◆ 本文 ◆
ポイントは“時間と偏り”。体重・体脂肪をキープする食べ方ガイド
適正な体重と体脂肪をキープするための、食べ方のルールを解説。もちろん食事の絶対量も大事だが、体脂肪の増加を予防するために着目すべきは「体内時計と偏り」なのだ。「食べ過ぎてしまった…」というときの、効果的なリカバリー方法も紹介。
取材・文/石飛カノ 撮影/谷尚樹 スタイリスト/高島聖子 ヘア&メイク/天野誠吾 取材協力/根来秀行(医師、医学博士、ハーバード大学医学部客員教授、ソルボンヌ大学医学部客員教授)
初出『Tarzan』No.799・2020年11月5日発売
体内時計のリズムを整え、 夜間の体脂肪増を防ぐ。

◆ 指示 ◆
体重と体脂肪を保つ食べ方についての本文を、全文一字も変えずに打ち直すこと。 ここから先の行は、この作業には関わらない。

[元データ]
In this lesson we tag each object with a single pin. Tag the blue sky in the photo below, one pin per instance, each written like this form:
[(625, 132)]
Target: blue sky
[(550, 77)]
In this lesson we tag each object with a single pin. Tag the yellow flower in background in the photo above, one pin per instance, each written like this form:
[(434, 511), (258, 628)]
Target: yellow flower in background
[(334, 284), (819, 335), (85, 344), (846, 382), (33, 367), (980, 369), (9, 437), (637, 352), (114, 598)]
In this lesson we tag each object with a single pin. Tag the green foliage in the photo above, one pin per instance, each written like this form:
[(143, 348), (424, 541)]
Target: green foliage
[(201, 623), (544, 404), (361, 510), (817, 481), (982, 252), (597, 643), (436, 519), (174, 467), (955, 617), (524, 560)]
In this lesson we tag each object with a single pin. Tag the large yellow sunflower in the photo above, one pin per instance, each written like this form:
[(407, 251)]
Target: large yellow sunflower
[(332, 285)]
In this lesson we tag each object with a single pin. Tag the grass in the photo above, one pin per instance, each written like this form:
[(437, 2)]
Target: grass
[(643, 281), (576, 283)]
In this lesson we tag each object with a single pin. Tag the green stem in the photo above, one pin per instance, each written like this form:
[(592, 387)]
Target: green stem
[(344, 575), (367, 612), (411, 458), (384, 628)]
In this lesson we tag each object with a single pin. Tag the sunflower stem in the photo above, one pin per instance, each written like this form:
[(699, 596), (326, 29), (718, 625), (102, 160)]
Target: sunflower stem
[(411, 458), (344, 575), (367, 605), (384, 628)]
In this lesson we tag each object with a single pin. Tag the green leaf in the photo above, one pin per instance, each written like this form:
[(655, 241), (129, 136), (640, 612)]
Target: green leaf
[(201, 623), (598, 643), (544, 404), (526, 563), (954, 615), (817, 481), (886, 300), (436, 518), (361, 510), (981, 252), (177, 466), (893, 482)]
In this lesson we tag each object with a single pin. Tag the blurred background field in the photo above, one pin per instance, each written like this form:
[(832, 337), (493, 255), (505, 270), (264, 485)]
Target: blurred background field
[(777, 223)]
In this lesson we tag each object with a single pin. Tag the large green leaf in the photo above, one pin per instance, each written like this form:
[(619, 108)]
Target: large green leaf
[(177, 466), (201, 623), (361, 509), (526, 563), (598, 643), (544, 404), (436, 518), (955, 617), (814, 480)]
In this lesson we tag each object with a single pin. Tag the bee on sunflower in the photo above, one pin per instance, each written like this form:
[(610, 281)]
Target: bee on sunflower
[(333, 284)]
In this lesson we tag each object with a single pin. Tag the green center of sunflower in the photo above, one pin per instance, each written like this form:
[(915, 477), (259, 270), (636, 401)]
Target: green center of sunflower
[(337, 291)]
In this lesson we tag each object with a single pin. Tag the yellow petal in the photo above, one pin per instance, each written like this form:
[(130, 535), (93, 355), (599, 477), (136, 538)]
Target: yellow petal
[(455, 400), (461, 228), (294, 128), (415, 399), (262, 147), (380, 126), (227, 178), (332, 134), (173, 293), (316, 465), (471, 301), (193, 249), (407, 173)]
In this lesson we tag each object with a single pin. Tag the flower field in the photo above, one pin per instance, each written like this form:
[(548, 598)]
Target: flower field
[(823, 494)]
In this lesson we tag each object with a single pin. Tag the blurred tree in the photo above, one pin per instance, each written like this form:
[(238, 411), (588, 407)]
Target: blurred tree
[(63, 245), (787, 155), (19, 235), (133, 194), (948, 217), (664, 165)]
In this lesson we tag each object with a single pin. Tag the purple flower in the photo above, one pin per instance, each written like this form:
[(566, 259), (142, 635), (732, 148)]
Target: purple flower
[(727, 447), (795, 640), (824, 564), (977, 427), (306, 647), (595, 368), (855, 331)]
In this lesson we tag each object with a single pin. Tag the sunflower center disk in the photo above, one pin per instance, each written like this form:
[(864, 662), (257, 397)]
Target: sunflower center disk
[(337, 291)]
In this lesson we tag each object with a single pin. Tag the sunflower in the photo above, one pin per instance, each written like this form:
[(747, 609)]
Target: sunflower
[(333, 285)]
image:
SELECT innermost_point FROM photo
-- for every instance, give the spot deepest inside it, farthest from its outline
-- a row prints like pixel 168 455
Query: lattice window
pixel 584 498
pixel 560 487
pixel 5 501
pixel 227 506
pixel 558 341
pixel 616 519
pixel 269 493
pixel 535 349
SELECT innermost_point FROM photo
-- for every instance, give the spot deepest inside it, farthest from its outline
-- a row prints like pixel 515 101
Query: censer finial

◆ 回答 ◆
ポイントは“時間と偏り”。体重・体脂肪をキープする食べ方ガイド
適正な体重と体脂肪をキープするための、食べ方のルールを解説。もちろん食事の絶対量も大事だが、体脂肪の増加を予防するために着目すべきは「体内時計と偏り」なのだ。「食べ過ぎてしまった…」というときの、効果的なリカバリー方法も紹介。
取材・文/石飛カノ 撮影/谷尚樹 スタイリスト/高島聖子 ヘア&メイク/天野誠吾 取材協力/根来秀行(医師、医学博士、ハーバード大学医学部客員教授、ソルボンヌ大学医学部客員教授)
初出『Tarzan』No.799・2020年11月5日発売
体内時計のリズムを整え、 夜間の体脂肪増を防ぐ。